» **WRITTEN REQUEST A**
In the comment thread below, what nationality does the commenter Daniel say he is?

» **EXTRACT TO READ**

────────

Great article Mel and extremely sobering!
Love Dad

othermom on

Your research really puts a perspective on where you are and what you are doing. We are enjoying all your wonderful stories and feelings. Love E&W

Twin A on

So horrible.

colest on

When will the SLAVES be known as Africans, When will almost everyone stop calling them slaves? Even your telling their story, they (Africans) are home with family, men with big guns kidnap them.... " many SLAVES were sold" "largest SLAVE-holding site..." They were Africans! They were kidnapped as Africans, they were sold Africans. they were put in dungeons as Africans, forced on ships, they were Africans..How did they lose their nationality? They were enslaved Africans, not SLAVES! Now we have decedents of slaves.....If you get on boat/ship, plane, bus, train, bike, is not your nationality still in tack or does it change when you step off? They were
Africans.

mpopowich
mpopowich on

Good point. I never really thought about it that way and agree with you.

ganian on

it was very bad i did not like it

Daniel on

Wow this is a phenomenal article im doing a research paper and definitely will site your work. The guy above does have a point and me being Ghanaian i truly agree with him and i hope he didn't have an attitude because the writer didn't know but i think that point needs to be brought to many peoples eyes as this entire article was brought to my eyes. Thank you for your work it really came in hand :)

────────

[Bounding-box records]
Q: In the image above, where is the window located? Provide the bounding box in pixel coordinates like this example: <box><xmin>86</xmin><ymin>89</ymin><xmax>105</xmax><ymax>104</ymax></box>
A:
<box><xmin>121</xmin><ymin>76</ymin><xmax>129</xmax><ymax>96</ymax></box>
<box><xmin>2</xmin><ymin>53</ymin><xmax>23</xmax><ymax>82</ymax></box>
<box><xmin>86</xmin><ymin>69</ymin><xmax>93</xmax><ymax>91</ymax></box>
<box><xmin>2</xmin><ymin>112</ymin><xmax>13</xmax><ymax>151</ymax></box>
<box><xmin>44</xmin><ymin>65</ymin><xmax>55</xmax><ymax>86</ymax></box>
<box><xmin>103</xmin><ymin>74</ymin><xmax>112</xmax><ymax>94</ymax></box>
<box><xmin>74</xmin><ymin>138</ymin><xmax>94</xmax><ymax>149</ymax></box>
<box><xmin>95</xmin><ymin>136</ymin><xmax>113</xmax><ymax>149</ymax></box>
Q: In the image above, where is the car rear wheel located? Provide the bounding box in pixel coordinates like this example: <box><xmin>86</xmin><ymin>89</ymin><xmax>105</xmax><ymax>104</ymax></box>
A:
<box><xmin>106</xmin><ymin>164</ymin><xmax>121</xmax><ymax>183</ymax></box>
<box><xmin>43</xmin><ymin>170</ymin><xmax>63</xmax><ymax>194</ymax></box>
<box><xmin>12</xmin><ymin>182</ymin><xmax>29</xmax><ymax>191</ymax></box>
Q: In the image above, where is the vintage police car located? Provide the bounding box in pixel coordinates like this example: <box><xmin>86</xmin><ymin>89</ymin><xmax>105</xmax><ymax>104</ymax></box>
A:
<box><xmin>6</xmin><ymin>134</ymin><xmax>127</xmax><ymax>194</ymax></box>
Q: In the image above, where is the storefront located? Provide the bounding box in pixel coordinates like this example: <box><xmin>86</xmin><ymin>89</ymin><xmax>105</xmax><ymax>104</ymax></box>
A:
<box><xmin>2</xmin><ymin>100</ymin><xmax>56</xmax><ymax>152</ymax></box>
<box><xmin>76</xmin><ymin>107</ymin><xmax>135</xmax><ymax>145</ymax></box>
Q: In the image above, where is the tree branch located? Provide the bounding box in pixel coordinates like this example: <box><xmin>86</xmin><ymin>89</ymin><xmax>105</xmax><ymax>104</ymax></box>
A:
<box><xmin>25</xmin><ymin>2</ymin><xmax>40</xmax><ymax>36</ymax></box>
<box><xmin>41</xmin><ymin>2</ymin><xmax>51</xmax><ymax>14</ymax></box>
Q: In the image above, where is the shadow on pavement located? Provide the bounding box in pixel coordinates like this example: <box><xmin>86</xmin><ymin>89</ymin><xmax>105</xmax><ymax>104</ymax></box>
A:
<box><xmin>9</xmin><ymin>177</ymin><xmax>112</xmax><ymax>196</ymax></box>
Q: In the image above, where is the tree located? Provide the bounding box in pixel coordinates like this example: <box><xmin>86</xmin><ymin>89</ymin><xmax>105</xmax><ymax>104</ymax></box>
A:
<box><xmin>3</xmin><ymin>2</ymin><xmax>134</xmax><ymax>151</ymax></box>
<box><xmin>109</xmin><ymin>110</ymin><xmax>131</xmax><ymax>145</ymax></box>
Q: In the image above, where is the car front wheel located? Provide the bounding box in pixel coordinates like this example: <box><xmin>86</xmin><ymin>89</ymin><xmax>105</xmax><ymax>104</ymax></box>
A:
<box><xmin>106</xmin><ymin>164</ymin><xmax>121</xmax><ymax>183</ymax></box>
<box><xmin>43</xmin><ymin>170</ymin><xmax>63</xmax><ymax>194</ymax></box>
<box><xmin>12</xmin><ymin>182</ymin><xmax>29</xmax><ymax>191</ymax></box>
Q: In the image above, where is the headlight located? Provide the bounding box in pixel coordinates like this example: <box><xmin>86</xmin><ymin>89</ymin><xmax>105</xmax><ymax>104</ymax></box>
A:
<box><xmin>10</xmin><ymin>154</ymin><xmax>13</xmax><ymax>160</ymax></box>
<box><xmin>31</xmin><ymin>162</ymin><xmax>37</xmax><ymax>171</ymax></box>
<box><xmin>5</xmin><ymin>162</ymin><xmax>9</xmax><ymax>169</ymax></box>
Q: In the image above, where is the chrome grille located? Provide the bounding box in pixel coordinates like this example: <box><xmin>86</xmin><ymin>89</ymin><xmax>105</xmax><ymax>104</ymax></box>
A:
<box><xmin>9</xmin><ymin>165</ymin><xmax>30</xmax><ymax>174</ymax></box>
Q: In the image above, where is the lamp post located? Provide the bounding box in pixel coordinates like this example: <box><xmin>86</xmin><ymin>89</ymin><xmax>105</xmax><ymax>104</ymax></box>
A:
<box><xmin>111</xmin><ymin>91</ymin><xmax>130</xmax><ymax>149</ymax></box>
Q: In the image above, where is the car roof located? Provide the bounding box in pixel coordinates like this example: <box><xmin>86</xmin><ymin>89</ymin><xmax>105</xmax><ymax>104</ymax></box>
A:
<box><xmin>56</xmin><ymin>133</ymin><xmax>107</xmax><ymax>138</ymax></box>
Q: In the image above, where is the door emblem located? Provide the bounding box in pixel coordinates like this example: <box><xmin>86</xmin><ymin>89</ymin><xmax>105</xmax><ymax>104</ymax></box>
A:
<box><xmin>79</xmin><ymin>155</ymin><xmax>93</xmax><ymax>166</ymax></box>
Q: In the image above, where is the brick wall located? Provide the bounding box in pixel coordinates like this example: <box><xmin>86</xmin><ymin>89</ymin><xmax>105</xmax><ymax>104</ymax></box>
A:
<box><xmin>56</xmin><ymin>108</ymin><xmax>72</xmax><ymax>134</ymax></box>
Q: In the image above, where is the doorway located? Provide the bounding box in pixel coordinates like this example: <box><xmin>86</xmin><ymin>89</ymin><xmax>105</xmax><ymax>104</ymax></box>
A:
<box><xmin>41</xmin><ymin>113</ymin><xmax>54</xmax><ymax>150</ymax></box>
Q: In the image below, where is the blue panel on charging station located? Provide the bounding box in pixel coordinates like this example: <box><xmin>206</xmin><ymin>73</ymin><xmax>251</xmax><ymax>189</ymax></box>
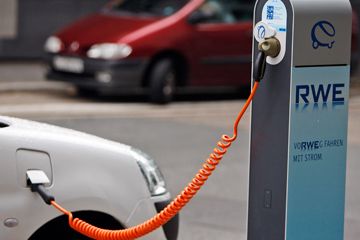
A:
<box><xmin>286</xmin><ymin>66</ymin><xmax>350</xmax><ymax>240</ymax></box>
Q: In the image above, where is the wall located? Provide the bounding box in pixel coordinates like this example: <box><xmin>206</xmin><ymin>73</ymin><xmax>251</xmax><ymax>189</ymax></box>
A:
<box><xmin>0</xmin><ymin>0</ymin><xmax>108</xmax><ymax>59</ymax></box>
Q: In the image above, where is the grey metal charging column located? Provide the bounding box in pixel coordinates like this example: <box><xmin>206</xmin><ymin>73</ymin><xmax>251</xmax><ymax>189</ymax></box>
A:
<box><xmin>248</xmin><ymin>0</ymin><xmax>352</xmax><ymax>240</ymax></box>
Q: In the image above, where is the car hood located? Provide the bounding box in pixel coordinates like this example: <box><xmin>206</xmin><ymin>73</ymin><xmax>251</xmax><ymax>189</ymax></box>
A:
<box><xmin>56</xmin><ymin>12</ymin><xmax>159</xmax><ymax>48</ymax></box>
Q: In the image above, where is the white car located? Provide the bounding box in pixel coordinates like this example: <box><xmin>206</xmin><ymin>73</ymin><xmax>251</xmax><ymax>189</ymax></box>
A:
<box><xmin>0</xmin><ymin>117</ymin><xmax>178</xmax><ymax>240</ymax></box>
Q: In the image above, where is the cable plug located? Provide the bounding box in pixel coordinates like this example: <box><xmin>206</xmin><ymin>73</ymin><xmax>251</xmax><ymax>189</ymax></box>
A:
<box><xmin>26</xmin><ymin>170</ymin><xmax>55</xmax><ymax>205</ymax></box>
<box><xmin>253</xmin><ymin>37</ymin><xmax>281</xmax><ymax>82</ymax></box>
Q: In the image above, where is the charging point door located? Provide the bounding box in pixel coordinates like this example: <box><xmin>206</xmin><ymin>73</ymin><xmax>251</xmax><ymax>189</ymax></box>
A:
<box><xmin>248</xmin><ymin>0</ymin><xmax>352</xmax><ymax>240</ymax></box>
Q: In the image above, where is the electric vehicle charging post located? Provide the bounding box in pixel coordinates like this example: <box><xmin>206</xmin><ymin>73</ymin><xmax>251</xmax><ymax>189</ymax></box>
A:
<box><xmin>248</xmin><ymin>0</ymin><xmax>352</xmax><ymax>240</ymax></box>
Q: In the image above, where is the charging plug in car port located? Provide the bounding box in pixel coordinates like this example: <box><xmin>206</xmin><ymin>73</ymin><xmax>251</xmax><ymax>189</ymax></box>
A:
<box><xmin>26</xmin><ymin>170</ymin><xmax>55</xmax><ymax>205</ymax></box>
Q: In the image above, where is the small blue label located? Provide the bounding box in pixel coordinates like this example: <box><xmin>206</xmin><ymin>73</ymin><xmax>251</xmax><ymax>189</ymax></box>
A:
<box><xmin>266</xmin><ymin>6</ymin><xmax>274</xmax><ymax>20</ymax></box>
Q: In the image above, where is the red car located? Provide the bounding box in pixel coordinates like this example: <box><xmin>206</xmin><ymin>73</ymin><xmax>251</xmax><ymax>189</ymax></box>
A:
<box><xmin>45</xmin><ymin>0</ymin><xmax>253</xmax><ymax>103</ymax></box>
<box><xmin>45</xmin><ymin>0</ymin><xmax>357</xmax><ymax>103</ymax></box>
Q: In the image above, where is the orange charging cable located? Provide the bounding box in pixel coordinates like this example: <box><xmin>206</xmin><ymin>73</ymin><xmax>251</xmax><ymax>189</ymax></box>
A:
<box><xmin>51</xmin><ymin>81</ymin><xmax>259</xmax><ymax>240</ymax></box>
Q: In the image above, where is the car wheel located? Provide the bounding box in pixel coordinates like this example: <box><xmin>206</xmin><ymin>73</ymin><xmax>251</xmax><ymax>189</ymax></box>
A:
<box><xmin>150</xmin><ymin>59</ymin><xmax>177</xmax><ymax>104</ymax></box>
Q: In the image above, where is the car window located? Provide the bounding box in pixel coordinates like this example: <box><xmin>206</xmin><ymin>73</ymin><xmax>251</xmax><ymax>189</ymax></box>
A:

────────

» **WRITTEN REQUEST B**
List every line of the records that contains the word "roof". Case counts.

» **EXERCISE RESULT A**
Ghanaian.

» **EXERCISE RESULT B**
Q: In the image above, where is the car roof located? Provide the bounding box in pixel coordinates like this example: <box><xmin>86</xmin><ymin>89</ymin><xmax>105</xmax><ymax>104</ymax></box>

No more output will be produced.